# Given instruction 1:
According to the mailing list excerpt, what does Yongkun say he wants to try?
# Given instruction 2:
In the records, rename "pedestrian walking" to "person on foot" across the stretch from the line containing "Expected: one point per instance of the pedestrian" through the line containing "point(28, 280)". Return only those lines.

# Excerpt to read:
=====

But if the source simply replicating the event to several channels,
maintaining a bunch of identical channels on the same host may not be an
optimized solution. So I want to try the proposed fan out sink.

Yongkun

On 12/07/31 21:43, "Brock Noland" <br...@cloudera.com> wrote:

>I would create a JIRA for this. FWIW, many people run multiple
>channels per host so I don't necessarily agree with this:
>
>"But in our case, the fan out is replicating in most cases. If using
>the current "Replicating to Channels" configuration, we will get
>several identical channels on the same host, which may consume a large
>amount resources (memory, disk, etc.). The performance may possibly
>drop."
>
>Brock
>
>On Tue, Jul 31, 2012 at 5:09 AM, Wang, Yongkun | Yongkun | BDD
><yo...@mail.rakuten.com> wrote:
>> Any suggestions on this proposal? It won't break current design.
>>
>> Regards,
>> Yongkun Wang
>>
>> From: <Wang>, "Wang, Yongkun | Yongkun | BDD"

=====

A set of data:
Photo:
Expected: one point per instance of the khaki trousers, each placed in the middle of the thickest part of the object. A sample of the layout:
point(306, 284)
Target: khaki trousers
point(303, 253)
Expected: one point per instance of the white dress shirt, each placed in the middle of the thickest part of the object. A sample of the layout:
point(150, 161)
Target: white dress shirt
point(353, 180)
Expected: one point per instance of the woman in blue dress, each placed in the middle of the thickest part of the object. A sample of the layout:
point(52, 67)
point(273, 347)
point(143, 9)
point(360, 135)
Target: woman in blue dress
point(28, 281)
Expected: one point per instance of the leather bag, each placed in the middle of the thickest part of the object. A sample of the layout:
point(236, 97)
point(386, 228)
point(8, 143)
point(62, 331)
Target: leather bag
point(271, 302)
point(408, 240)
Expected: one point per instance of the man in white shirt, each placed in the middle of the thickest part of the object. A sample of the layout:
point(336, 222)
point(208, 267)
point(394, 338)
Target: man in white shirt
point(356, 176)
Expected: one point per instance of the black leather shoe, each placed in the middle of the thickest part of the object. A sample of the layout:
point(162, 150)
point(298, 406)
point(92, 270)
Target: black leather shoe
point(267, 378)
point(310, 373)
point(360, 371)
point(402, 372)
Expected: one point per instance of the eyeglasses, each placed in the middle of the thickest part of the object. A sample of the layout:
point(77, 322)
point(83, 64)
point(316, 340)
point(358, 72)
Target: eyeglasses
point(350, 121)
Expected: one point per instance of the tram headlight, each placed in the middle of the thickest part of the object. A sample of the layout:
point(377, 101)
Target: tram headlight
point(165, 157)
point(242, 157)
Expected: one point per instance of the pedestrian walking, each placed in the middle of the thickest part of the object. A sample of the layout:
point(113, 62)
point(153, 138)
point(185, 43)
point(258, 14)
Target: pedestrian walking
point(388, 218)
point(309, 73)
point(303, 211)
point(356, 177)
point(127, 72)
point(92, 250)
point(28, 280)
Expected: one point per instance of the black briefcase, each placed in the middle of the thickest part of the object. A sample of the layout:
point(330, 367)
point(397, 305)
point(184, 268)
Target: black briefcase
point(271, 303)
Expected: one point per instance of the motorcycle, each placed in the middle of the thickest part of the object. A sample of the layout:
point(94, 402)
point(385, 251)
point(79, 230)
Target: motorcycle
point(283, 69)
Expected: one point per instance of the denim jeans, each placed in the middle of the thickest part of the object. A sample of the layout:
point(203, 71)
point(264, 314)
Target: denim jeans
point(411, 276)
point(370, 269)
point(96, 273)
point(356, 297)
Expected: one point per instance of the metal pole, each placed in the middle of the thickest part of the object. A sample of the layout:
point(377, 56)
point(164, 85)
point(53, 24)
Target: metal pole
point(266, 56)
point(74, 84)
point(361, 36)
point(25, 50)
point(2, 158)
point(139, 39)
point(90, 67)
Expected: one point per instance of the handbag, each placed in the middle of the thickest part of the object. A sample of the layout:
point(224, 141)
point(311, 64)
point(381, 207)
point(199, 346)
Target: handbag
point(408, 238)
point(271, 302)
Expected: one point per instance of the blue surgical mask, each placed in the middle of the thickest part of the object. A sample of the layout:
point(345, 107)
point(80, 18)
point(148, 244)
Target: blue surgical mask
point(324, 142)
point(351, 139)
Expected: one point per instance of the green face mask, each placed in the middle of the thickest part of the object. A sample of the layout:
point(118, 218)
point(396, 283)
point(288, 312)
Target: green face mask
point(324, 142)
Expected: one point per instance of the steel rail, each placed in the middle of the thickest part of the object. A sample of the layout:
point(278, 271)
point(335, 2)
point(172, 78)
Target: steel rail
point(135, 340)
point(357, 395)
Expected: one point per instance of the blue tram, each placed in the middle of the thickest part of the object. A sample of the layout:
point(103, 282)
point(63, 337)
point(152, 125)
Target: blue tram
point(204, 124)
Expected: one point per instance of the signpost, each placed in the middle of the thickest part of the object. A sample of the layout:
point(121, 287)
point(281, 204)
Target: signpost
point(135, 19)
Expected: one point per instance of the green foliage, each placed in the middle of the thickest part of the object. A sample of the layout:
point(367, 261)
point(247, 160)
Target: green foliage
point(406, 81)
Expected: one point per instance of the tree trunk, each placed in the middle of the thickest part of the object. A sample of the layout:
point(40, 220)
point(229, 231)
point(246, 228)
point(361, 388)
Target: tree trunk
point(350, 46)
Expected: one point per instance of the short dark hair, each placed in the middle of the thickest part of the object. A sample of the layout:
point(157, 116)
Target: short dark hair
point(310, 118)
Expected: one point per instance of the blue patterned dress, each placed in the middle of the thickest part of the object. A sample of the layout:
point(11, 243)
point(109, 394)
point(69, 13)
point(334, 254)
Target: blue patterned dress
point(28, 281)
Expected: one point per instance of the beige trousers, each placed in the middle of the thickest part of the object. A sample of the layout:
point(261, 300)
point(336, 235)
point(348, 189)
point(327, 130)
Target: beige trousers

=====

# Solution 1:
He wants to try the proposed fan out sink.

# Solution 2:
Expected: one point per instance of the person on foot, each placed in the middle of the thickest part of the object. A sample of the layout:
point(113, 62)
point(153, 138)
point(185, 43)
point(258, 14)
Target: person on foot
point(388, 218)
point(309, 73)
point(303, 211)
point(356, 177)
point(127, 72)
point(92, 250)
point(28, 280)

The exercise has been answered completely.